[[ Data shown, beginning ]]

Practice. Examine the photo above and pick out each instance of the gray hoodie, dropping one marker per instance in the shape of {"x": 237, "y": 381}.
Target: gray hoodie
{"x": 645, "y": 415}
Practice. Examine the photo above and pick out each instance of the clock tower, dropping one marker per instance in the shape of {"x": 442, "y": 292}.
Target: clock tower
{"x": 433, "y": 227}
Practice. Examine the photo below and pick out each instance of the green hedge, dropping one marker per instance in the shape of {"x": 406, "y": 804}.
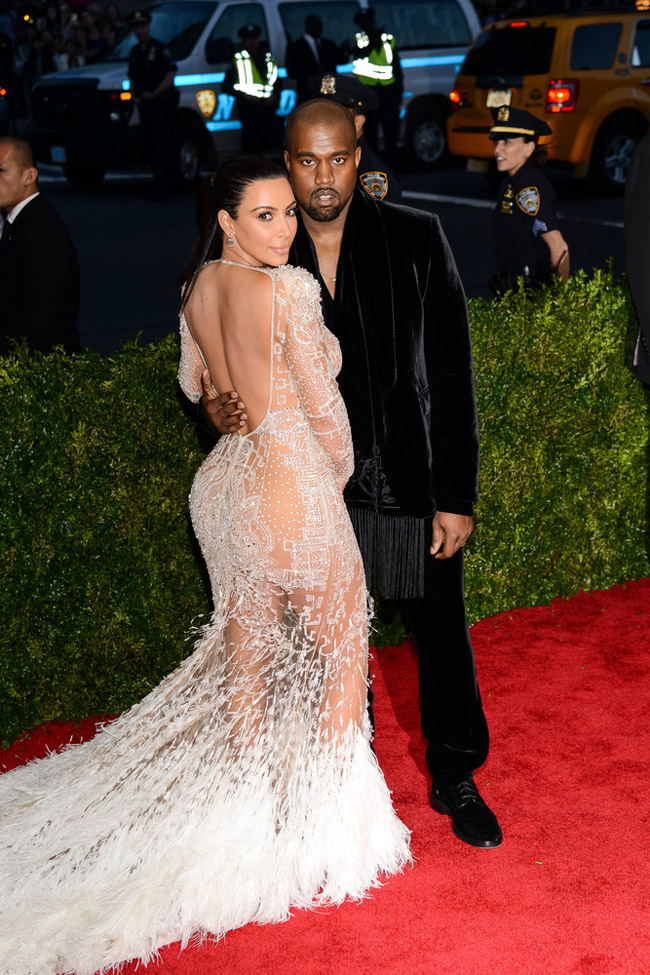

[[ Data shown, end ]]

What you need to do
Where a line of the data holds "above", show that line.

Exercise result
Practice. Examine the photo above and pick out each instance of the gray hoodie, dropping one marker per instance in the shape of {"x": 237, "y": 381}.
Practice. Examine the photo above and pick out each instance of the clock tower, dropping one marker per instance in the shape of {"x": 442, "y": 292}.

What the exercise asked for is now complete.